Collected data:
----------------------------------------
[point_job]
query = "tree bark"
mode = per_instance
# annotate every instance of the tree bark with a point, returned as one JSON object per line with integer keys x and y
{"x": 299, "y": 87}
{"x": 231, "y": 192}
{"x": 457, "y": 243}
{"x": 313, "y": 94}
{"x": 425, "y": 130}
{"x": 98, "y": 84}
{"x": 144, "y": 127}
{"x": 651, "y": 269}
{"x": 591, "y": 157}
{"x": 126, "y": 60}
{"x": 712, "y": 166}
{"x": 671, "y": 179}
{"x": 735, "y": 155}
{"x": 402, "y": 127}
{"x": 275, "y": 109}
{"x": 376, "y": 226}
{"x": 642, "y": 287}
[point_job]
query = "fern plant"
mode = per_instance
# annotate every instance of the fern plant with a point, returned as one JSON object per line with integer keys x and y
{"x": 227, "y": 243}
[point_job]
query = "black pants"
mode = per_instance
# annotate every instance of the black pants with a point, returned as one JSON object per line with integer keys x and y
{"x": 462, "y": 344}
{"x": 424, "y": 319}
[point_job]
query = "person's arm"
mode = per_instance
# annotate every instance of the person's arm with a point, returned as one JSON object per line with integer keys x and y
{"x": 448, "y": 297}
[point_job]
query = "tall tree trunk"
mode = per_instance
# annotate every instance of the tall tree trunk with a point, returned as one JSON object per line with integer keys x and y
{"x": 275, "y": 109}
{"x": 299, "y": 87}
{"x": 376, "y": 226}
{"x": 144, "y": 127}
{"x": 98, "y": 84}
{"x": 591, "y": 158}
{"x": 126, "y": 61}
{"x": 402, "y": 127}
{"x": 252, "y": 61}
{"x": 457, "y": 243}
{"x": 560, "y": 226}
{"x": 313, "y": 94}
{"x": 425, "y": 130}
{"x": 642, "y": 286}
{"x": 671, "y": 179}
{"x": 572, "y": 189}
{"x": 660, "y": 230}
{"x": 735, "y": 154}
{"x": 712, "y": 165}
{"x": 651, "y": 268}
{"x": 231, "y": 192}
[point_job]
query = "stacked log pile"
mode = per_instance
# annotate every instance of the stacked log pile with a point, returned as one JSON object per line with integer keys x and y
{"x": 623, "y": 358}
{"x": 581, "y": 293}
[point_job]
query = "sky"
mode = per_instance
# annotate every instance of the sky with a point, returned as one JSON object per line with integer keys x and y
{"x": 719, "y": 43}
----------------------------------------
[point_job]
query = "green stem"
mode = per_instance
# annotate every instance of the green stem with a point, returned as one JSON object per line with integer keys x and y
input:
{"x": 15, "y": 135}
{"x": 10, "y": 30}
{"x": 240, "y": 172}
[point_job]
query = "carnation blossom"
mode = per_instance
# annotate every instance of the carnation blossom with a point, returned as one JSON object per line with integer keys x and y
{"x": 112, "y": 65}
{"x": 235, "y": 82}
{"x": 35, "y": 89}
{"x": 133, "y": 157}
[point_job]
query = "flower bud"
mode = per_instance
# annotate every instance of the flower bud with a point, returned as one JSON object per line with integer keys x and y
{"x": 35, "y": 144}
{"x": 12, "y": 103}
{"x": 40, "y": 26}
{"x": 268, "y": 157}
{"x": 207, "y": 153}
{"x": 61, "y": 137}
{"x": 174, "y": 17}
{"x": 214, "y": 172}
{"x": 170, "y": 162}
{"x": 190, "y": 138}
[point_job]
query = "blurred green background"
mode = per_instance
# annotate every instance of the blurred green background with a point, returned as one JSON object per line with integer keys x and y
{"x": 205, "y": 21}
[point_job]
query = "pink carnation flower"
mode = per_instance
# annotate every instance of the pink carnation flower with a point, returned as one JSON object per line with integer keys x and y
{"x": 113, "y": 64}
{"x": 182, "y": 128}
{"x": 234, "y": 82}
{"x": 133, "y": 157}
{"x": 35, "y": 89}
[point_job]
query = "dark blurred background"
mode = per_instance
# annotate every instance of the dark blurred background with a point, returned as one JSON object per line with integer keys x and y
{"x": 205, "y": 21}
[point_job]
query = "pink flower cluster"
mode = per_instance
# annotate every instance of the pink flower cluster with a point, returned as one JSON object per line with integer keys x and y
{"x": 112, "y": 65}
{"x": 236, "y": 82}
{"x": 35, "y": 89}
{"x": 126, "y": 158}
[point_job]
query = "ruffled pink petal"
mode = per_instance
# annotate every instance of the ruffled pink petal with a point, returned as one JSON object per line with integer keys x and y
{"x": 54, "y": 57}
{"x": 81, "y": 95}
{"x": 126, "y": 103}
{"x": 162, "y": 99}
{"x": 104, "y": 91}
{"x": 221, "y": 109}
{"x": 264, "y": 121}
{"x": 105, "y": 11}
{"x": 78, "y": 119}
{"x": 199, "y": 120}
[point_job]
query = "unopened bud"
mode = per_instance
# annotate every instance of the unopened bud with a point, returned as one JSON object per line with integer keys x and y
----------------------------------------
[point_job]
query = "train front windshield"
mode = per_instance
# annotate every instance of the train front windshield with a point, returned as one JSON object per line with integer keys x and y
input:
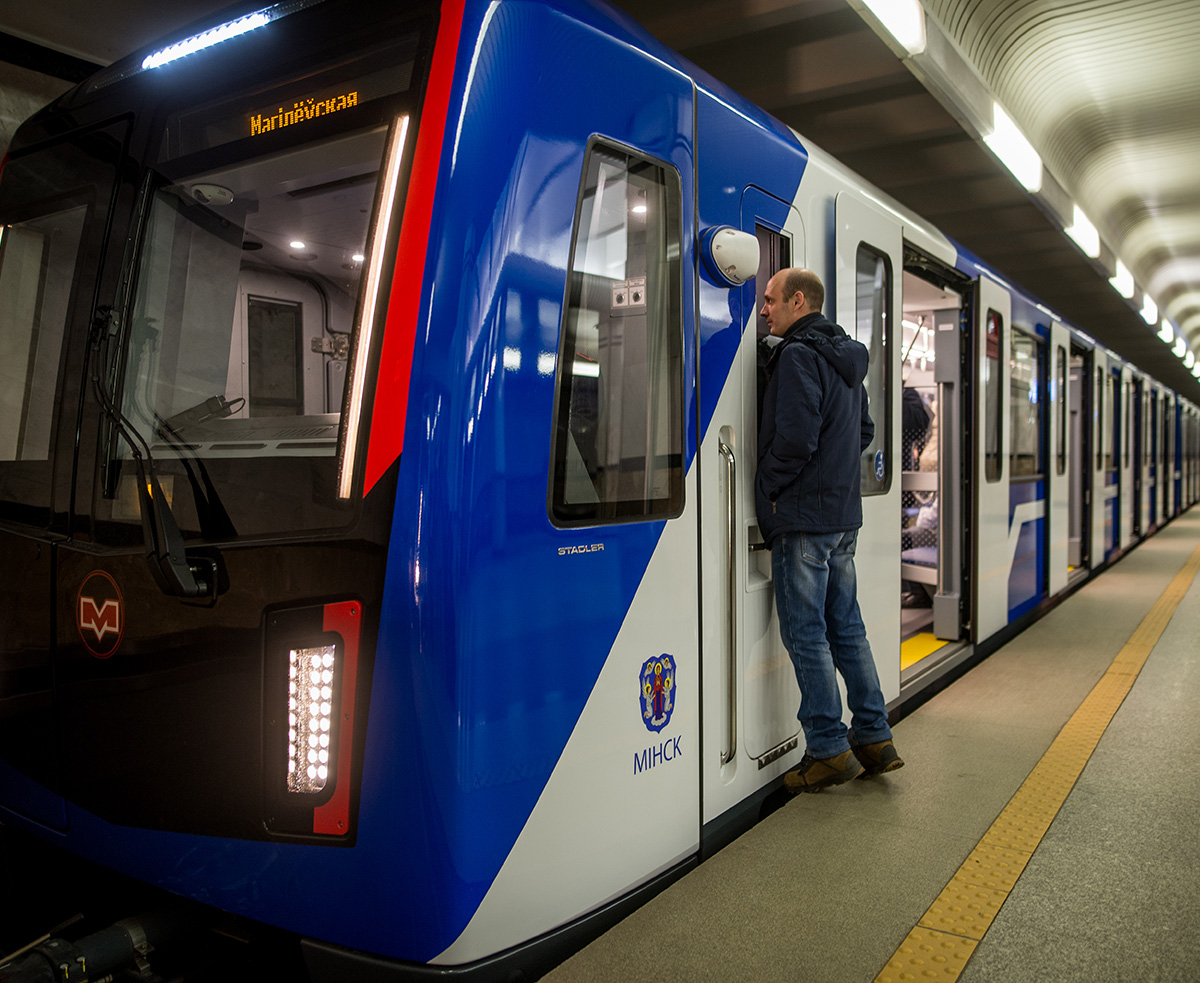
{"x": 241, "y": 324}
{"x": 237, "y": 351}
----------------------------------------
• Task brief
The lines sought are those in the data above that include the string "train"; copy each one.

• Completed task
query = "train front windshield"
# annotate every instance of the train front windshield with a point, returned as one JSON object per line with integer keys x and y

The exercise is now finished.